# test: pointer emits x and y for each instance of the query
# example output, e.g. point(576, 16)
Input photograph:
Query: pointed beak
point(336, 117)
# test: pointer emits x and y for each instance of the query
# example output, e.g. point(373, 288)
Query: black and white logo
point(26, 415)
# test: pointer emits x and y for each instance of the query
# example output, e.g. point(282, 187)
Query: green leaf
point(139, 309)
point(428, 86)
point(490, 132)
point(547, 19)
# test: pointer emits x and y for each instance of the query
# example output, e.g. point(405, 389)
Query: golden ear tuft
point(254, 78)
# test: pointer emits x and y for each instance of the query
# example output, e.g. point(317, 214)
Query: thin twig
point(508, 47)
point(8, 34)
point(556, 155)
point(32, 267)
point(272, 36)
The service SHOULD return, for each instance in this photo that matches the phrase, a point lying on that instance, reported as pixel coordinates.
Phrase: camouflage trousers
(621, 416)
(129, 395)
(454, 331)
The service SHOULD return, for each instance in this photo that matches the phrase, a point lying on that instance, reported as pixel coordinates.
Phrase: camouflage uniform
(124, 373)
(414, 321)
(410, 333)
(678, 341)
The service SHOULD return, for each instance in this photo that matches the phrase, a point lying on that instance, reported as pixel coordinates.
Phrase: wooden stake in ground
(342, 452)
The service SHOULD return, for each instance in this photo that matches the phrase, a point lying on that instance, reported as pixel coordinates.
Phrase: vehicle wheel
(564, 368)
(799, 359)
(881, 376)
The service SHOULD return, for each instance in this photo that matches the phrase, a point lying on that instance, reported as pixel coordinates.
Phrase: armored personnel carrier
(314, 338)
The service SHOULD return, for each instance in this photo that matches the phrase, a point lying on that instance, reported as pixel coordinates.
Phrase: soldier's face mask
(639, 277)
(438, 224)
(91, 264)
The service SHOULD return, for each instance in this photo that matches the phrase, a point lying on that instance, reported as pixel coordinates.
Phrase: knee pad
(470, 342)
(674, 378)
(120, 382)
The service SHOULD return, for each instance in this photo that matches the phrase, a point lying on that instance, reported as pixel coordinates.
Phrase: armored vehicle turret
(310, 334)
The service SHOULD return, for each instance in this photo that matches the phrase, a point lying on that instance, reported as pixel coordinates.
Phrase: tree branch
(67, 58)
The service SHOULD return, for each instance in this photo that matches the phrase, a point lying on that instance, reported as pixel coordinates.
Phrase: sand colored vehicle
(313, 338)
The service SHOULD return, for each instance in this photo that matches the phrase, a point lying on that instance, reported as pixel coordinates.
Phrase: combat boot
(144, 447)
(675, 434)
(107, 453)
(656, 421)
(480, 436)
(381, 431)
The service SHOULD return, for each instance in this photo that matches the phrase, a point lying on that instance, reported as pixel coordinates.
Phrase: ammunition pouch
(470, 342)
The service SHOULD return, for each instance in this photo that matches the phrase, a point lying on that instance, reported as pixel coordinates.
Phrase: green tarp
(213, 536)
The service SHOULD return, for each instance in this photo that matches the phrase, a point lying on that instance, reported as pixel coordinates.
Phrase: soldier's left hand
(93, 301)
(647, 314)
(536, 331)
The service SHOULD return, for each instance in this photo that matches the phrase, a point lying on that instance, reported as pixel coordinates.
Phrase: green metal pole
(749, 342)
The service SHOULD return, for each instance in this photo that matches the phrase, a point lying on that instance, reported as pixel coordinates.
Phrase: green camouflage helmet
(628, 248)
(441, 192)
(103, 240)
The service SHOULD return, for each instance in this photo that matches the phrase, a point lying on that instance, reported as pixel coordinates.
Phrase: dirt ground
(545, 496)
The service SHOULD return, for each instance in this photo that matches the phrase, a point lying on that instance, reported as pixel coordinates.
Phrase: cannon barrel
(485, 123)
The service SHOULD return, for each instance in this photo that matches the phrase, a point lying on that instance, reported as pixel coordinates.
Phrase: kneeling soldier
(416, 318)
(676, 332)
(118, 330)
○ ○ ○ ○ ○ ○ ○
Task item: Copy the records above exactly, from the first line through the line containing "# example output, e.g. point(405, 389)", and include nothing else.

Answer to this task:
# test: pointer emits x and y for each instance of the query
# example output, e.g. point(576, 16)
Input photograph:
Query: pointed beak
point(336, 117)
# test: pointer emits x and y for each instance of the query
# example output, e.g. point(373, 288)
Query: black and white logo
point(26, 415)
# test: pointer emits x and y for each instance of the query
# example output, e.g. point(282, 187)
Query: green leaf
point(139, 309)
point(428, 86)
point(490, 132)
point(547, 19)
# test: pointer emits x and y for each instance of the query
# example output, e.g. point(405, 389)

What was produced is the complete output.